Segment Start: Source document
Experience Transformation with Therapeutic Horsemanship

Physical Wellness: Benefit from improved flexibility, balance, and muscle strength, especially for those with physical disabilities. The gentle, rhythmic motion of horseback riding offers a unique and effective form of exercise.

Emotional Empowerment: Forge a special bond with our horses, fostering increased confidence, patience, and self-esteem. The emotional rewards extend beyond the arena, positively impacting daily life.

Universal Impact: Our programs cater to diverse conditions, providing universal benefits. Research-backed and endorsed by medical professionals, Therapeutic Horsemanship offers a holistic approach to well-being.

Join us at Mounted Eagles and embrace the joy of healing through the unique connection between horses and humans.

History of Therapeutic Riding

The roots of therapeutic riding trace back to the 1600s, with historical references acknowledging the physical and emotional benefits of horseback riding. However, it was a pivotal moment in 1952 when Liz Hartel of Denmark, paralyzed from polio, clinched a silver medal in dressage at the Helsinki Olympic Games. This extraordinary achievement captured the attention of medical and equine professionals, marking a turning point for therapeutic riding.
Segment End: Source document
Segment Start: Data supplied
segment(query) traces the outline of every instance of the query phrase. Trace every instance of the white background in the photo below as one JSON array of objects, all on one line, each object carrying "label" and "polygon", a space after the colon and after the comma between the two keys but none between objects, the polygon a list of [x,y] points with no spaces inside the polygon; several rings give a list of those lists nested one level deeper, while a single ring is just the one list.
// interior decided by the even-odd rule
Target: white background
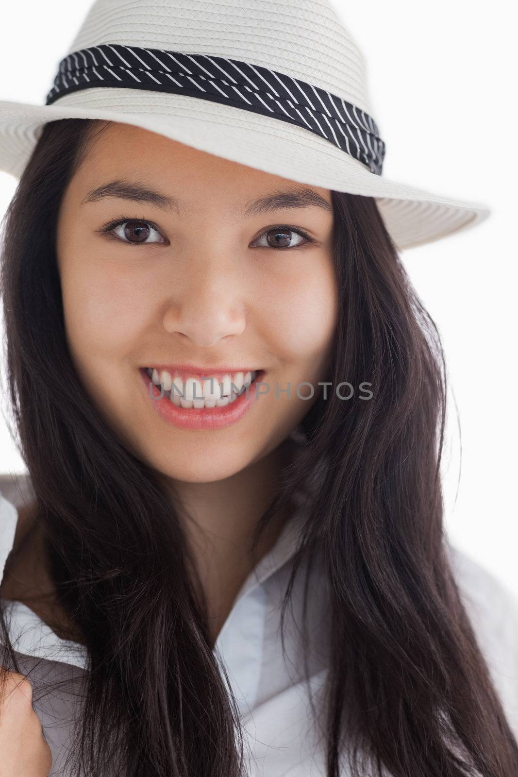
[{"label": "white background", "polygon": [[[30,16],[26,4],[3,6],[0,98],[44,103],[90,4],[47,0]],[[493,211],[402,256],[446,352],[447,531],[518,594],[516,27],[502,0],[332,4],[367,57],[384,176]],[[0,172],[0,217],[15,186]],[[0,472],[25,471],[0,418]]]}]

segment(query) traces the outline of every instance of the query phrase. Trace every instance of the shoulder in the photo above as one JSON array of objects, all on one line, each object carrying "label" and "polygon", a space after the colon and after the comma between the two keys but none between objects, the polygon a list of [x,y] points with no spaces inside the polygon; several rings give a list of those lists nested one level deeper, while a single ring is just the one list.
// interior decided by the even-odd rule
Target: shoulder
[{"label": "shoulder", "polygon": [[478,646],[518,737],[518,596],[464,551],[450,543],[448,552]]}]

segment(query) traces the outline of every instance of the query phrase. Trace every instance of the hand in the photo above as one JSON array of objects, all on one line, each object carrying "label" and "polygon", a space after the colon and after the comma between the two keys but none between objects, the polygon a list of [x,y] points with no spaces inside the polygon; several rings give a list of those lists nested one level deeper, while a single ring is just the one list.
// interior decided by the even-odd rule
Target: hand
[{"label": "hand", "polygon": [[0,667],[0,777],[48,777],[52,753],[33,709],[33,687]]}]

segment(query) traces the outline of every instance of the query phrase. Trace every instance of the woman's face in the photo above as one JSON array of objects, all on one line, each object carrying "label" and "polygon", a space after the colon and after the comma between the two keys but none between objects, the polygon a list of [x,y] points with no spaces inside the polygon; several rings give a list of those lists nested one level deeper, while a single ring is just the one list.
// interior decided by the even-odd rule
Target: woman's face
[{"label": "woman's face", "polygon": [[[251,207],[303,190],[322,204],[292,196]],[[221,479],[273,451],[308,413],[336,325],[332,225],[329,190],[130,125],[110,123],[94,137],[58,218],[67,339],[88,393],[139,458],[175,479]],[[185,364],[214,375],[213,386],[221,368],[233,368],[232,381],[262,370],[262,385],[233,423],[186,427],[158,412],[143,371],[170,365],[174,378]],[[304,382],[311,399],[308,385],[297,395]]]}]

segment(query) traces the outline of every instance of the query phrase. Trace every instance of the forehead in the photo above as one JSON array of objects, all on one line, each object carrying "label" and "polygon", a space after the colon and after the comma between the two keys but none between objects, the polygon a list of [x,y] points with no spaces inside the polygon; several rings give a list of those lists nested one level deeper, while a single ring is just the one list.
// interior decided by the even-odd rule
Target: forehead
[{"label": "forehead", "polygon": [[[331,192],[215,156],[130,124],[108,122],[87,141],[75,176],[83,201],[119,197],[186,214],[208,193],[237,214],[275,207],[332,214]],[[143,196],[141,196],[143,195]]]}]

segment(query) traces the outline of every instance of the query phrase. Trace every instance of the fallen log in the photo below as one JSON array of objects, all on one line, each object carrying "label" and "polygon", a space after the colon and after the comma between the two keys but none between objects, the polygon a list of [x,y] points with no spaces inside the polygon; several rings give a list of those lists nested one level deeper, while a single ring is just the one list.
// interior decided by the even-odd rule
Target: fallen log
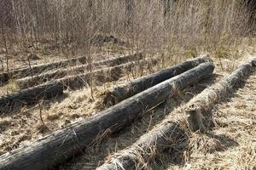
[{"label": "fallen log", "polygon": [[125,72],[130,72],[132,68],[137,65],[143,66],[151,62],[157,62],[158,59],[146,59],[138,61],[131,61],[125,64],[112,66],[108,68],[102,68],[76,76],[70,76],[55,80],[63,84],[63,88],[69,88],[70,89],[79,89],[90,83],[90,79],[96,83],[102,83],[107,82],[113,82],[119,80]]},{"label": "fallen log", "polygon": [[182,121],[168,117],[130,147],[115,153],[96,170],[148,169],[155,156],[170,146],[185,144],[189,139],[186,132]]},{"label": "fallen log", "polygon": [[[42,99],[49,99],[56,95],[61,95],[63,94],[63,90],[67,88],[73,90],[81,88],[82,87],[90,84],[91,78],[97,84],[116,81],[122,76],[124,72],[131,71],[137,65],[143,65],[144,64],[154,62],[157,59],[150,59],[132,61],[113,67],[96,70],[91,73],[87,72],[76,76],[70,76],[47,82],[44,85],[29,88],[14,94],[1,97],[0,113],[4,113],[8,110],[12,110],[13,108],[17,107],[17,104],[20,105],[32,105]],[[42,98],[43,95],[45,95],[45,98]]]},{"label": "fallen log", "polygon": [[250,59],[230,76],[205,89],[193,98],[186,106],[186,115],[192,131],[206,131],[212,125],[211,110],[214,104],[232,93],[237,85],[244,82],[256,66],[256,58]]},{"label": "fallen log", "polygon": [[103,138],[107,132],[118,132],[143,114],[164,102],[177,90],[211,75],[214,65],[201,64],[87,119],[70,124],[42,139],[0,156],[0,169],[44,170],[57,166],[85,146]]},{"label": "fallen log", "polygon": [[105,92],[102,103],[106,105],[113,105],[165,80],[192,69],[201,63],[210,60],[211,60],[208,55],[202,55],[182,64],[176,65],[172,67],[164,69],[156,73],[142,76],[124,84],[115,86]]},{"label": "fallen log", "polygon": [[[249,60],[235,71],[230,76],[206,88],[200,94],[193,98],[182,109],[188,114],[188,121],[183,117],[179,120],[173,119],[173,116],[168,116],[161,123],[157,125],[149,133],[143,135],[136,143],[114,154],[96,170],[136,170],[143,169],[148,162],[155,158],[155,156],[163,152],[172,145],[184,143],[188,140],[188,133],[190,130],[199,130],[203,128],[206,130],[203,119],[207,118],[206,111],[226,96],[236,84],[245,80],[250,74],[250,71],[256,64],[256,59]],[[197,114],[197,115],[195,115]],[[183,115],[183,114],[182,114]],[[209,116],[209,115],[207,115]],[[189,126],[184,124],[189,122]]]},{"label": "fallen log", "polygon": [[90,65],[88,64],[85,64],[85,65],[79,65],[79,66],[73,66],[71,68],[59,69],[56,71],[42,73],[42,74],[39,74],[35,76],[27,76],[27,77],[17,80],[16,82],[20,89],[24,89],[24,88],[30,88],[32,86],[42,84],[48,81],[62,78],[69,74],[75,75],[75,74],[83,73],[84,71],[88,71],[88,70],[90,69],[90,66],[96,67],[96,68],[101,68],[103,66],[114,66],[114,65],[124,64],[130,60],[139,60],[142,59],[143,59],[142,54],[124,55],[124,56],[119,56],[119,57],[115,57],[115,58],[112,58],[112,59],[107,59],[107,60],[96,61],[96,62],[92,63]]},{"label": "fallen log", "polygon": [[6,113],[18,105],[32,105],[40,99],[49,99],[62,94],[63,88],[60,82],[51,82],[24,89],[15,94],[0,97],[0,113]]}]

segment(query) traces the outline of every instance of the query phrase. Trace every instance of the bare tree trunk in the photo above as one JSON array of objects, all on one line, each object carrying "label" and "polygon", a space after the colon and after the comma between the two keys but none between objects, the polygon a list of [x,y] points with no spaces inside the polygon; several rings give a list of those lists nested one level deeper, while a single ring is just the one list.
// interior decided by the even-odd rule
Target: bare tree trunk
[{"label": "bare tree trunk", "polygon": [[4,43],[4,48],[5,48],[5,60],[6,60],[6,69],[7,69],[7,73],[9,74],[9,55],[8,54],[8,48],[7,48],[7,41],[4,34],[4,30],[3,30],[3,19],[1,17],[0,24],[1,24],[1,32],[2,32],[2,38]]}]

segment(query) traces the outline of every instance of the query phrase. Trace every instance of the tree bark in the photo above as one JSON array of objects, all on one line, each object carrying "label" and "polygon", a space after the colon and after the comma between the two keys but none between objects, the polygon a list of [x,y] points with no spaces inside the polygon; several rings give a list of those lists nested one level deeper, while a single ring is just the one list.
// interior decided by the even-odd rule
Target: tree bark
Segment End: Data supplied
> **Instructions**:
A: According to the therapeutic horsemanship page, where and in what year did Liz Hartel win a silver medal in dressage?
B: Continue the therapeutic horsemanship page's history section, starting after its final sentence.
The records have no connection to the therapeutic horsemanship page.

> **Task responses**:
A: At the Helsinki Olympic Games in 1952.

B:
The rehabilitation potential of horseback riding gained prominence in England and quickly spread to North America. In the 1960s, the first centers dedicated to therapeutic riding were established. The formation of NARHA (North American Riding for the Handicapped Association) in 1969 marked a significant milestone. Starting with four member centers and 60 individual members, NARHA has since evolved into the globally recognized Professional Association of Therapeutic Horsemanship International (PATH Intl.).

Through the work of 794 member centers and more than 3,928 professionals credentialed through PATH Intl., 46,629 children and adults, including more than 5,200 veterans, find a sense of health, wellness, a sense of independence and fun through EAS.

There are 39,317 volunteers, 5,911 equines and thousands of contributors from all over the world making a difference in people’s lives.